* _Goal of the exercise_:
In the material below, find the line containing "the black long-sleeve" and output it and all lines after it exactly, through the last one, without the pictures.

──────────

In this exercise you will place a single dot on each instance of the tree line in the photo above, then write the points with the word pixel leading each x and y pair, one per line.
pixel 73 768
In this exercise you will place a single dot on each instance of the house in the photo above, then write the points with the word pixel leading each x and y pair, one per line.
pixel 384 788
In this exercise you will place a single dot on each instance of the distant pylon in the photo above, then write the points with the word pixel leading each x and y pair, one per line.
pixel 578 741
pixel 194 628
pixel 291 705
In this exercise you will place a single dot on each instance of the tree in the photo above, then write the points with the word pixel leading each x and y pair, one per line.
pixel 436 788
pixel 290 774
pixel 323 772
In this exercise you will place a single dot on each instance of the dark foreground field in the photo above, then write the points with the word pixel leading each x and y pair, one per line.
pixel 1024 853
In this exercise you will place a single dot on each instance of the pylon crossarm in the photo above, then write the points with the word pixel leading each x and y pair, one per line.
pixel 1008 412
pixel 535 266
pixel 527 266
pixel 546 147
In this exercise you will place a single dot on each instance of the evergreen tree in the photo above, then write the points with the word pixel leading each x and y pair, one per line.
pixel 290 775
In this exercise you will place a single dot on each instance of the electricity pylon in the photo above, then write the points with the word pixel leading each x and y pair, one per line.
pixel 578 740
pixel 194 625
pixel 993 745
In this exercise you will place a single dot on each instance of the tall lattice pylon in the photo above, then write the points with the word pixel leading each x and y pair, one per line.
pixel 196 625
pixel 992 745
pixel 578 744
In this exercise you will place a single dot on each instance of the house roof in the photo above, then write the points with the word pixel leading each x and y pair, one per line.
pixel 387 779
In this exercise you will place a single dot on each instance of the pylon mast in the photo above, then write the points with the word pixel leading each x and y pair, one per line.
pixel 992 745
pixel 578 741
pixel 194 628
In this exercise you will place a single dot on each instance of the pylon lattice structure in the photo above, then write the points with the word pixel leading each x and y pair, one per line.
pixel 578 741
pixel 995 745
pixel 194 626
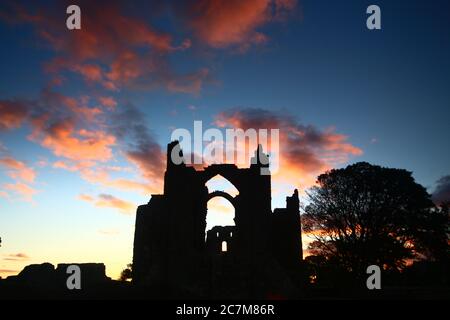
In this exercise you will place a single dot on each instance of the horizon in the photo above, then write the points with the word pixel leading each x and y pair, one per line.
pixel 85 115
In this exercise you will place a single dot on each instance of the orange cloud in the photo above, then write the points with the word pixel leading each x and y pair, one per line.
pixel 22 189
pixel 304 150
pixel 12 114
pixel 65 141
pixel 113 48
pixel 109 201
pixel 108 102
pixel 16 257
pixel 18 170
pixel 225 23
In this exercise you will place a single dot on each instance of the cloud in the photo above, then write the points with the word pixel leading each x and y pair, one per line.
pixel 16 257
pixel 108 102
pixel 75 144
pixel 305 150
pixel 234 23
pixel 25 191
pixel 142 150
pixel 442 192
pixel 109 201
pixel 18 170
pixel 12 114
pixel 113 48
pixel 109 232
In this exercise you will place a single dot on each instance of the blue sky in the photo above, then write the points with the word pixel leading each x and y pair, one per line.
pixel 300 64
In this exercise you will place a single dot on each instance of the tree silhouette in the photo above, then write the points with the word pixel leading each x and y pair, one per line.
pixel 366 214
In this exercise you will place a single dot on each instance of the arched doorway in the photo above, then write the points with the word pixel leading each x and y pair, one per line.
pixel 220 203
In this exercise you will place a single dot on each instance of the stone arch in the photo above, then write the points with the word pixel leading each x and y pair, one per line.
pixel 222 194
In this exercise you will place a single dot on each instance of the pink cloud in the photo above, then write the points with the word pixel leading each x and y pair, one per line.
pixel 228 23
pixel 109 201
pixel 12 114
pixel 305 151
pixel 18 170
pixel 23 190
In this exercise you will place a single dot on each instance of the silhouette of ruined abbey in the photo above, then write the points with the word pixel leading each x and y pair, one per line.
pixel 258 257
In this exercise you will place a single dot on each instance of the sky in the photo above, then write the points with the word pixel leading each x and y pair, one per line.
pixel 85 115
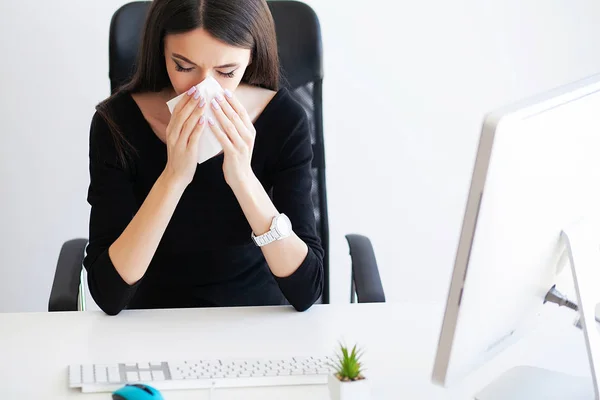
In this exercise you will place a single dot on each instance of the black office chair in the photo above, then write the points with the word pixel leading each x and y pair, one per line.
pixel 299 44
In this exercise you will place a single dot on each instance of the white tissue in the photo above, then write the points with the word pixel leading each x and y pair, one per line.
pixel 209 145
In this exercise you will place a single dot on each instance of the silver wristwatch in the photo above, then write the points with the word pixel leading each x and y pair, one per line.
pixel 281 227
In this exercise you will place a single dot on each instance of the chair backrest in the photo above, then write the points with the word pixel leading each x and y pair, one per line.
pixel 300 51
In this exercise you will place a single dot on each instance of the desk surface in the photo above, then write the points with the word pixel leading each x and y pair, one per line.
pixel 399 339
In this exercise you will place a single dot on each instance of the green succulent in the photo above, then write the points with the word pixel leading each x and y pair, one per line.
pixel 349 366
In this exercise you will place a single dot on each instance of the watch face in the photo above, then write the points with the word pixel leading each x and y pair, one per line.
pixel 284 225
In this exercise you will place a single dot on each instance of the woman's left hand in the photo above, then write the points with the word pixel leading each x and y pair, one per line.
pixel 236 138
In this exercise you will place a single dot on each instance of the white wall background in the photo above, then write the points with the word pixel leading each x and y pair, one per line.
pixel 406 87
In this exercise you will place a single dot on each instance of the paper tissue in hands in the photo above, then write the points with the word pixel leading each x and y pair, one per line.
pixel 209 145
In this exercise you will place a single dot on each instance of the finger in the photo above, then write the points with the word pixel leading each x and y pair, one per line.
pixel 221 136
pixel 227 125
pixel 246 135
pixel 184 113
pixel 196 133
pixel 192 121
pixel 231 114
pixel 173 129
pixel 239 109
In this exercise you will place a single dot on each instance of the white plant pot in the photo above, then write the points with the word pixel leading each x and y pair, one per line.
pixel 351 390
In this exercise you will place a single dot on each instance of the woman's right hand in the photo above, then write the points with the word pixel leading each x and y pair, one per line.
pixel 183 134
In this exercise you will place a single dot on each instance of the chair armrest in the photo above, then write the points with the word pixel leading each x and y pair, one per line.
pixel 365 274
pixel 65 288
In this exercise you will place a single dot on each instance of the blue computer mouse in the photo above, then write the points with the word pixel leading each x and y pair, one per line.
pixel 137 391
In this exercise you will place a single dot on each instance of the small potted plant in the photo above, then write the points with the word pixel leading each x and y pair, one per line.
pixel 347 381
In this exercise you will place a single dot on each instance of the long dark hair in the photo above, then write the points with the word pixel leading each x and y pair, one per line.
pixel 242 23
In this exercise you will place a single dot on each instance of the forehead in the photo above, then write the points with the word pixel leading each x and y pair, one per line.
pixel 203 49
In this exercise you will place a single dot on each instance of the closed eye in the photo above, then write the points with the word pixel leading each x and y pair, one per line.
pixel 230 74
pixel 181 69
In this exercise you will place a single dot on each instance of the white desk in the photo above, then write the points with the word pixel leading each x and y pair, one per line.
pixel 400 342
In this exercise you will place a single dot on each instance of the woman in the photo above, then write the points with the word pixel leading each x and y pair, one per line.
pixel 167 232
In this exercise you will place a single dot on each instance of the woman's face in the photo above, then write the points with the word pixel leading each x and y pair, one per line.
pixel 192 56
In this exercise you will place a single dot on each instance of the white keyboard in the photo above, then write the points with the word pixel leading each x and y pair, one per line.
pixel 201 374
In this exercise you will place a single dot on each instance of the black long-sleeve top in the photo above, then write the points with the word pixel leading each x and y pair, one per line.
pixel 206 257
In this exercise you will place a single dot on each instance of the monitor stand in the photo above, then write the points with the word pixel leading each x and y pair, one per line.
pixel 582 244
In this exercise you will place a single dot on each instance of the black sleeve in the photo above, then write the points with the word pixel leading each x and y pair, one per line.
pixel 112 203
pixel 292 196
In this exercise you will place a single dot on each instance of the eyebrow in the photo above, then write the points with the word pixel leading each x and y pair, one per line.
pixel 187 60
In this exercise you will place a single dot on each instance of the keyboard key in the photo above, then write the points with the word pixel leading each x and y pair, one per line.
pixel 101 374
pixel 132 376
pixel 145 376
pixel 75 374
pixel 158 376
pixel 114 375
pixel 88 373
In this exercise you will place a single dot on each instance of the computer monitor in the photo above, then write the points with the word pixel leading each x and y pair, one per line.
pixel 537 171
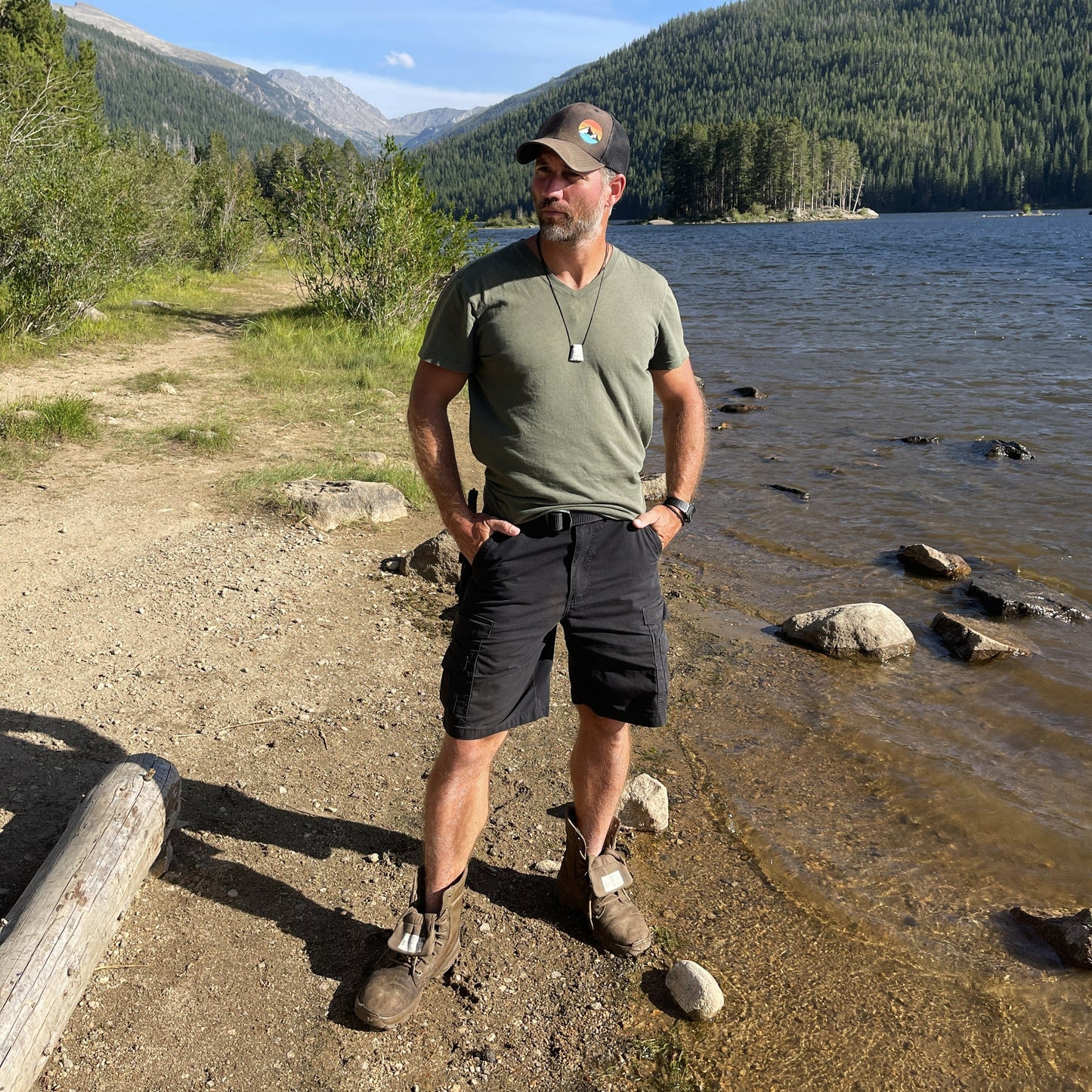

──────────

* _Answer to the problem_:
In this exercise you will place a single dot on each instance of the black long-sleeve top in the photo above, then write the points with the word pixel leading each x and y pair, one per line.
pixel 206 257
In this exercise you will place a single dot on each instance of the monitor stand in the photo above, then write the points with the word pixel leading each x and y pair, one per line.
pixel 582 244
In this exercise you will place a single dot on each instance of the black sleeve in the photo above, then write the points with the word pixel leading each x and y pair, one per line.
pixel 112 203
pixel 292 196
In this exercise you will place a single dot on each instance of the eyebrow in the photo above, then write the points with the word pixel leading each x and y pair, one per line.
pixel 187 60
In this exercise you will place a single dot on each instance of the keyboard key in the photo above, then write the points with the word pixel leading each x and y pair, one per line.
pixel 101 374
pixel 132 376
pixel 145 376
pixel 75 374
pixel 158 376
pixel 114 375
pixel 88 373
In this exercise you will place a single dot on each instance of the computer monitor in the photo above, then write the points with the word pixel leading each x and y pair, one per line.
pixel 537 171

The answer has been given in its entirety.